- [CHALLENGE A] Rewrite the discussion of resource defaults and overrides from "If it's too" to "of the gate.", using "right away" in place of "out of the gate".
- [CHALLENGE B] Write the next part of the discussion of resource defaults and overrides, picking up after its last sentence.

- [PASSAGE PROVIDED]
If it's too complicated to fix this, I wouldn't worry about it too
much -- I guess it can happen, but this seems like a bit of a silly
problem to have and it's fine not supporting it out of the gate.
>
> Also, I'm sure what people want to do is in the end something like
> this:
>
> Package { require => Yumrepo[sth] }
>
> The thing is that the current version acts as an override so if you
> have
> somewhere else:
>
> package { "postfix": ensure => isntalled, require =>
> File["responsefile"] }
>
> I think I'm loosing the require on the responsefile (I didn't test it,
> though).
This is a default, not an override, and for it, you'd lose the
yumrepo, not the responsefile -- defaults get ignored if the param is
set.
For overrides, though, relationship params stack, so you'd get both.
>
> I'm still not sure about why the override should only be in inherited
> scope, especially now that I'm also collecting non-virtual resouces.
> Can
> you think of an example that'd fail in non inherited scope?
Well, it would just allow any part of your configuration to modify any
other part of your configuration, which would get very messy very
quickly. Crucially, the load order would determine what overrides
won. Take this class structure:
class base {
file { "/a": }
}
class s1 {
File["/a"] { owner => root }
}
class other {
File["/a"] { owner => adm }
}
If you don't use inheritance, then the value of 'owner' is determined
by the last class that gets evaluated. If you do use inheritance,
then you always know the winner.

[Lines of data]

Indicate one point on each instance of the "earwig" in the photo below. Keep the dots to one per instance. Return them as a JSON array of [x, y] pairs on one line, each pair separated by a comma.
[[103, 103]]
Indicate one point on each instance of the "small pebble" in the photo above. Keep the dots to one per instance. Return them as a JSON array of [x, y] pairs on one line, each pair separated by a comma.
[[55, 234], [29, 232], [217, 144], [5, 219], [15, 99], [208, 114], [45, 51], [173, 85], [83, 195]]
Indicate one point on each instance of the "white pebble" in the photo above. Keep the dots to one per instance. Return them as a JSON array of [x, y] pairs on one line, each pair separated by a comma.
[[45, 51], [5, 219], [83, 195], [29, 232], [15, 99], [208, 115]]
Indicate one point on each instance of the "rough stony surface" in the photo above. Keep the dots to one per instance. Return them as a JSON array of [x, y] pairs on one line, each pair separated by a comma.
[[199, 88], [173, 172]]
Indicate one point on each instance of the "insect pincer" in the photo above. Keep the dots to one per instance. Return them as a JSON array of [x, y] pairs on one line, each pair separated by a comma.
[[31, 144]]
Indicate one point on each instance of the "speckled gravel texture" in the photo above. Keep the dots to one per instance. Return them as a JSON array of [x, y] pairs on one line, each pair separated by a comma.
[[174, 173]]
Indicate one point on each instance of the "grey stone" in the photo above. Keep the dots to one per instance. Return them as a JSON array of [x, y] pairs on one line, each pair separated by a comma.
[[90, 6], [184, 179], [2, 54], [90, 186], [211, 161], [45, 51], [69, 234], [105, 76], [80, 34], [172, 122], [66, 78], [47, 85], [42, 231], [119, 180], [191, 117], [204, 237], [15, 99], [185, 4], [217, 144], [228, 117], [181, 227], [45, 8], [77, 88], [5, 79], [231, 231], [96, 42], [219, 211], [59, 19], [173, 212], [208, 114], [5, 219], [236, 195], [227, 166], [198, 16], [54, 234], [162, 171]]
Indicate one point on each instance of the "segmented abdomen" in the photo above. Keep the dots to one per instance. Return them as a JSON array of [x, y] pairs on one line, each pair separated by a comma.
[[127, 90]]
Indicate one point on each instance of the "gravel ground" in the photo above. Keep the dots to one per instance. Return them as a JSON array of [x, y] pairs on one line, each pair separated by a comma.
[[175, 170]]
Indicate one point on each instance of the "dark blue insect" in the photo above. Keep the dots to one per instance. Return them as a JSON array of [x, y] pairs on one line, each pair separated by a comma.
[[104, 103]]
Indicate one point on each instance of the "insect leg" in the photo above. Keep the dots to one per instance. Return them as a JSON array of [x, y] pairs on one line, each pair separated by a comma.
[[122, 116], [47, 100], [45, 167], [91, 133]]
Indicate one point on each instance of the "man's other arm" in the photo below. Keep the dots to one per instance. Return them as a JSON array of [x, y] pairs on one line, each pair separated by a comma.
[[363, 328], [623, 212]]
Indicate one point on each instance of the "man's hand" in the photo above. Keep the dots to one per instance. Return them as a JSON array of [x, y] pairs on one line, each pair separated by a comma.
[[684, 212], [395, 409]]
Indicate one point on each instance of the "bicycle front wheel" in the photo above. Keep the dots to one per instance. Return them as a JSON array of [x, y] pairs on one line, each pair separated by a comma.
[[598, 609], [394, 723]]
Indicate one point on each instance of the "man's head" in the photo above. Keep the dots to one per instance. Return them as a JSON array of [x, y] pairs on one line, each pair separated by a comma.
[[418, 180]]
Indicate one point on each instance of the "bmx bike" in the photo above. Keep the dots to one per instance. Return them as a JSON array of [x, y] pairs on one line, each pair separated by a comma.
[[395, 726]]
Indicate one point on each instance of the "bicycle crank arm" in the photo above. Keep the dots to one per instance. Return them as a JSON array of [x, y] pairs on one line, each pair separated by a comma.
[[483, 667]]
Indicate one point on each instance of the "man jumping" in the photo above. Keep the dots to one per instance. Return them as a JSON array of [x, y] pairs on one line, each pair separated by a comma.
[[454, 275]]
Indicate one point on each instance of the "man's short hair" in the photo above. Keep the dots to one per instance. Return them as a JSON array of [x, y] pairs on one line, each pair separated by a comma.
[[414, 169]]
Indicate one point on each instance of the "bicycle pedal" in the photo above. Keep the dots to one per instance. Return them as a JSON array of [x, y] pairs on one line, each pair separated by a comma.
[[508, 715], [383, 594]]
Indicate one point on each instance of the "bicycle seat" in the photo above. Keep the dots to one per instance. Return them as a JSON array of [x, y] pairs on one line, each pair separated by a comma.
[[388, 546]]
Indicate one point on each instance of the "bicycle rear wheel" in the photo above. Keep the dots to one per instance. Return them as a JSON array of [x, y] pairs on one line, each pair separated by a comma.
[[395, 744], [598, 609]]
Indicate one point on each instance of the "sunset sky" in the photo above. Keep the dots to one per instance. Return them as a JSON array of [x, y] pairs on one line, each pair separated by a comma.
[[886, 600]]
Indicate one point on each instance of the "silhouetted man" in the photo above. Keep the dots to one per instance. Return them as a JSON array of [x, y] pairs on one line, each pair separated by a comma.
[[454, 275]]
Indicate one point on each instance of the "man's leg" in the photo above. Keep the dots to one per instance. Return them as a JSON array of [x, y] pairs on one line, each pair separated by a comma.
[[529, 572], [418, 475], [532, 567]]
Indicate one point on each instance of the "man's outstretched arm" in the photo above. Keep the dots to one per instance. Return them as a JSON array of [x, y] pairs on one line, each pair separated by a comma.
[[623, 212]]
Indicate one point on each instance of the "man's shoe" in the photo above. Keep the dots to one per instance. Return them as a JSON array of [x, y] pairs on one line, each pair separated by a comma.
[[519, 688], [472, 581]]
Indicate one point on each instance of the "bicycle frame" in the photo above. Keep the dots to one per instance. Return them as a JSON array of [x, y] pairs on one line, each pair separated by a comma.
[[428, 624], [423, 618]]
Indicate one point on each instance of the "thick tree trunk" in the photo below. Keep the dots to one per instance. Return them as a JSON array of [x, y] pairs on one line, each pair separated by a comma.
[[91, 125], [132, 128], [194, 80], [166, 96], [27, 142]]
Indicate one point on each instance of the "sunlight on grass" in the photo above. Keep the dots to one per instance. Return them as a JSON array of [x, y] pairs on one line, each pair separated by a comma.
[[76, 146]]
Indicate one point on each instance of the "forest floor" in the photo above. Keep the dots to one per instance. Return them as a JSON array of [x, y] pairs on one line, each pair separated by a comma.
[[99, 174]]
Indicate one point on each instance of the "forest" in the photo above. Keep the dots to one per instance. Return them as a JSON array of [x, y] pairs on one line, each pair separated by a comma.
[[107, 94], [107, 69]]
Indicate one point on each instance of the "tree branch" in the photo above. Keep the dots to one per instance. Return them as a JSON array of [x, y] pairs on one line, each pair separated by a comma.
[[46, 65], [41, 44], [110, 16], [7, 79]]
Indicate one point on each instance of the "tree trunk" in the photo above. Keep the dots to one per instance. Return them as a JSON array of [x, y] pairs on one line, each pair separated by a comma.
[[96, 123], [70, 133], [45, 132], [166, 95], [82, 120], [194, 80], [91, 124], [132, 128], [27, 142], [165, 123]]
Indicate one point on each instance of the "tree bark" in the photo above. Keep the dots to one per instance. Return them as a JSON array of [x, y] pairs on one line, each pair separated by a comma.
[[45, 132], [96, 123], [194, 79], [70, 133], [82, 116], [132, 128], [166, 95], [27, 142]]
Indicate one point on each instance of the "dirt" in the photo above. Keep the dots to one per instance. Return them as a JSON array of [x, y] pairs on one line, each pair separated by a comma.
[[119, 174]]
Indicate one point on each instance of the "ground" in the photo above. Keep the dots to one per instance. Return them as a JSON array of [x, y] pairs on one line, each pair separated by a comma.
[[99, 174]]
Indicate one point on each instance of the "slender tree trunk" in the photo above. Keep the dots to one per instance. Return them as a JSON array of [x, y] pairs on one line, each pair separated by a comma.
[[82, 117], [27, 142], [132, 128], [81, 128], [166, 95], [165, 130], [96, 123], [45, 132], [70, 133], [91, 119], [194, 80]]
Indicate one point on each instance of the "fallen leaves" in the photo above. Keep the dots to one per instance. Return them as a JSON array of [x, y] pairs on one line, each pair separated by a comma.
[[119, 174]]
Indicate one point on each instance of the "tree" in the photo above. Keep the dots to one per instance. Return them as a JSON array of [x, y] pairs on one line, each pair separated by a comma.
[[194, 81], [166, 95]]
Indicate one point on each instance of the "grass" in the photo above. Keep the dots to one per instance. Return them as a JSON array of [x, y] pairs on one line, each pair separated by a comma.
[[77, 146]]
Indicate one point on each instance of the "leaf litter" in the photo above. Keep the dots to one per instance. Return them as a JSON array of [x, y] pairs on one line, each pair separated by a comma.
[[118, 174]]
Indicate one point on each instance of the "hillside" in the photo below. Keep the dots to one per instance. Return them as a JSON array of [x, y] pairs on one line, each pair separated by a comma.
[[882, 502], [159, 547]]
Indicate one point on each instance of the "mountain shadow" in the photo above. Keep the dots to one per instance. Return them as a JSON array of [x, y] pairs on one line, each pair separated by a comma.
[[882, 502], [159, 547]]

- [WRITTEN ANSWER A]
If it's too complicated to fix this, I wouldn't worry about it too
much -- I guess it can happen, but this seems like a bit of a silly
problem to have and it's fine not supporting it right away.

- [WRITTEN ANSWER B]
>
> Now, we (you Luke in fact) only have to define the syntax if you think
> it is still necessary to change it in favor of something different.
>
> I'll publish the branch soon (needs more testing, more tests, and a
> few
> code) if someone wants to throw an eye on it.
I'm good with the simple change to start with, and we'll look at the
more complicated stuff later.
--
Work is not always required. There is such a thing as sacred idleness.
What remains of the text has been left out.